## Work required
Report each line in the rows below that contains the word "mountain", copying every such line in full. Case counts.

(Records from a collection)
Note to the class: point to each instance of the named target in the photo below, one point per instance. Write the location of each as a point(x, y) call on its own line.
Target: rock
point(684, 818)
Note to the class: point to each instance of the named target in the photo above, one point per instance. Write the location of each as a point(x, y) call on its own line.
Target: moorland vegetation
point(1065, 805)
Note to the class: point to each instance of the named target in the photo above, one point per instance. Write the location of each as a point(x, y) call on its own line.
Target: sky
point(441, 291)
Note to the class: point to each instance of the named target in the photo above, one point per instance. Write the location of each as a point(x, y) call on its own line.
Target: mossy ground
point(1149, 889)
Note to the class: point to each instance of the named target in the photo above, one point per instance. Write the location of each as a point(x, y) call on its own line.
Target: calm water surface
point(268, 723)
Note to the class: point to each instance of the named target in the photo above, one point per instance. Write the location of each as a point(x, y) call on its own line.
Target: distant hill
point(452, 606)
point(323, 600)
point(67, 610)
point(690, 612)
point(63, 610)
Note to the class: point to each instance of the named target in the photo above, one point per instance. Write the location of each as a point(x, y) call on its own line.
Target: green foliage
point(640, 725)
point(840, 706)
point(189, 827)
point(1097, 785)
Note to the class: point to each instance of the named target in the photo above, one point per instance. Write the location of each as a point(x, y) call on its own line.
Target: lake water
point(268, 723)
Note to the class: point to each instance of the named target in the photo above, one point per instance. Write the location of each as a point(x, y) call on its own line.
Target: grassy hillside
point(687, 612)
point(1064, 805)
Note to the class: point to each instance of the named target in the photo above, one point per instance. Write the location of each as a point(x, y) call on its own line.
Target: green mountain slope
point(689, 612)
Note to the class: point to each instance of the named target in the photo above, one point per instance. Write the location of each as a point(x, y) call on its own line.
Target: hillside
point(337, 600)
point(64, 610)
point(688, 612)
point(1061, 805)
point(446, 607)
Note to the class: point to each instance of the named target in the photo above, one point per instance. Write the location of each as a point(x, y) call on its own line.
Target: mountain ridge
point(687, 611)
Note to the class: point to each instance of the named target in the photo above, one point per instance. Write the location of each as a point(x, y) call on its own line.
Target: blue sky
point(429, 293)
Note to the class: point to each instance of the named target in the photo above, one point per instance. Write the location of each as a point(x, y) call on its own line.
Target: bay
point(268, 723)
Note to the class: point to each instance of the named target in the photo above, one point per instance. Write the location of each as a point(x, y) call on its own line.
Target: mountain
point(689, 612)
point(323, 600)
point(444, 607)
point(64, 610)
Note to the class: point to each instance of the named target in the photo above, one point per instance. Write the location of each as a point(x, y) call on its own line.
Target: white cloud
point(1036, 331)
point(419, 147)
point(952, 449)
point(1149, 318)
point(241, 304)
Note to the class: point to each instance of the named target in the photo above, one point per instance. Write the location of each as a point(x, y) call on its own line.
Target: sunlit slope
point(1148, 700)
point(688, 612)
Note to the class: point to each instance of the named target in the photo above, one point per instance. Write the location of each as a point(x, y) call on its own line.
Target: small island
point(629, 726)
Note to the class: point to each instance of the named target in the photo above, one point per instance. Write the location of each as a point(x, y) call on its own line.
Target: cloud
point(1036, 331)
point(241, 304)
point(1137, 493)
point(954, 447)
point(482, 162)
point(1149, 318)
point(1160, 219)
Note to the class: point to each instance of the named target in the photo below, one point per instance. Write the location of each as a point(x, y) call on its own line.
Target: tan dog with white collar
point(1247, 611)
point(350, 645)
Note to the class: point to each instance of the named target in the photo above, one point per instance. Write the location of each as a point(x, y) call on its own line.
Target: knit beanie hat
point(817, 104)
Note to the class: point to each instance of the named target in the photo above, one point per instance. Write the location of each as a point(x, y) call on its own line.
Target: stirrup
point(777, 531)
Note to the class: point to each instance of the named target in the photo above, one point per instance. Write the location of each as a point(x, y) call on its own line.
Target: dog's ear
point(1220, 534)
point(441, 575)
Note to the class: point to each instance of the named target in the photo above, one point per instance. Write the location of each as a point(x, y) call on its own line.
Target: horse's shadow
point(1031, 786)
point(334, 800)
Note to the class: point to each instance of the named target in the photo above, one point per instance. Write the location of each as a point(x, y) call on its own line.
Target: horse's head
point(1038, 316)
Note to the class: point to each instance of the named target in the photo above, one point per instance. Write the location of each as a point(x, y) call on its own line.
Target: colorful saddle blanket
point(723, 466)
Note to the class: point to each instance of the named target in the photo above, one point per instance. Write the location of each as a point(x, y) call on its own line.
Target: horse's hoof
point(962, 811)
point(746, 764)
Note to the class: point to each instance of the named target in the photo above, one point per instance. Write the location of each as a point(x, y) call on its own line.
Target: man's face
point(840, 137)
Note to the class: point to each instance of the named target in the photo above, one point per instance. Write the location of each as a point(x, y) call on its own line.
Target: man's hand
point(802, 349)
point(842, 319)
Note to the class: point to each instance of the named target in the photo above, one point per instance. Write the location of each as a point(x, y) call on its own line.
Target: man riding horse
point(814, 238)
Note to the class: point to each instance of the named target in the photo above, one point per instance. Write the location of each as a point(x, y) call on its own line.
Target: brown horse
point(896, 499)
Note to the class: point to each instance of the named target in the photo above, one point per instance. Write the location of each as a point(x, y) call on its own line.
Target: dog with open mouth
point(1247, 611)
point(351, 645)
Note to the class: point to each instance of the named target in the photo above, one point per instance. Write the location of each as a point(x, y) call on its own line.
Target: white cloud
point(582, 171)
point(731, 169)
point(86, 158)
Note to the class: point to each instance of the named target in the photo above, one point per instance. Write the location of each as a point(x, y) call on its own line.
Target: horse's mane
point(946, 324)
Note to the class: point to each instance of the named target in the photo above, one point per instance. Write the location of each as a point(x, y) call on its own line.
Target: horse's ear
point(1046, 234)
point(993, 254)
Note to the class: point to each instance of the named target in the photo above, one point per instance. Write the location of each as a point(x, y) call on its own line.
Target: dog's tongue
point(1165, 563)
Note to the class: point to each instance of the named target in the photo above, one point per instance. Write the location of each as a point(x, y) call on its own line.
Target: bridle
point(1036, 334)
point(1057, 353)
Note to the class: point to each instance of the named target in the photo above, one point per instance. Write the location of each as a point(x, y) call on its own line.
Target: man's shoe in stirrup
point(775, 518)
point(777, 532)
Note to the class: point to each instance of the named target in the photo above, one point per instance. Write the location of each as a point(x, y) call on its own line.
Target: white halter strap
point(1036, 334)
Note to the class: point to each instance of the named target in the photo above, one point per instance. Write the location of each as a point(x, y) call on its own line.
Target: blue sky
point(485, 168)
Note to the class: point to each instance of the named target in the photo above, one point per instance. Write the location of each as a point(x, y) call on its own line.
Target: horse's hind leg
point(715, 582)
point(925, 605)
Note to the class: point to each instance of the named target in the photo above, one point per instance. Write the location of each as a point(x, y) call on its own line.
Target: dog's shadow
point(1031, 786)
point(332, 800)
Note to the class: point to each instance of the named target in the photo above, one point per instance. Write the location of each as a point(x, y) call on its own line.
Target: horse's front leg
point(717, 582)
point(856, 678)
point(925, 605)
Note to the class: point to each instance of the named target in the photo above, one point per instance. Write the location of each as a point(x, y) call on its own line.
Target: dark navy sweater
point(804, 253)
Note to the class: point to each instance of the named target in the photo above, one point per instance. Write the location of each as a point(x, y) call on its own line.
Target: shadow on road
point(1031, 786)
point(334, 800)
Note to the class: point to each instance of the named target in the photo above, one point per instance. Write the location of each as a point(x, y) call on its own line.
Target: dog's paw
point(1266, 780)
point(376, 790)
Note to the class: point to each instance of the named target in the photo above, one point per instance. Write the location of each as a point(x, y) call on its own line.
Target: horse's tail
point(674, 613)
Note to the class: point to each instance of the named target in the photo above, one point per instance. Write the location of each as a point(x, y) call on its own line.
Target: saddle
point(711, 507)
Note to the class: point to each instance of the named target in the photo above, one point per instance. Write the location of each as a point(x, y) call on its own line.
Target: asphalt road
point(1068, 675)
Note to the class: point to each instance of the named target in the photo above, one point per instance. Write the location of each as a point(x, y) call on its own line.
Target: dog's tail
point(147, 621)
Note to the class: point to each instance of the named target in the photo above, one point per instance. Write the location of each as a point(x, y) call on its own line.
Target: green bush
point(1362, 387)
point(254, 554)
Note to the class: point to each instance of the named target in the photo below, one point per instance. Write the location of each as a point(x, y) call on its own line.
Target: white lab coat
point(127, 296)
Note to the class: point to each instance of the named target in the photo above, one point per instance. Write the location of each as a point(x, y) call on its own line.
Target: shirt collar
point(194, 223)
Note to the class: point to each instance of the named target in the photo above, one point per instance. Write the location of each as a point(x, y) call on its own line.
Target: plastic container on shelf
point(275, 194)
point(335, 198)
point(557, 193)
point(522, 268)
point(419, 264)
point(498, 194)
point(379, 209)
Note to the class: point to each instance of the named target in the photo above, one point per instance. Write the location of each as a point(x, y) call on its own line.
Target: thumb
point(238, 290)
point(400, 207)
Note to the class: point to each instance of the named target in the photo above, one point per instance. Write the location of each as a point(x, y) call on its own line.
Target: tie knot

## Correct output
Target: green mountain slope
Target: mountain ridge
Target: mountain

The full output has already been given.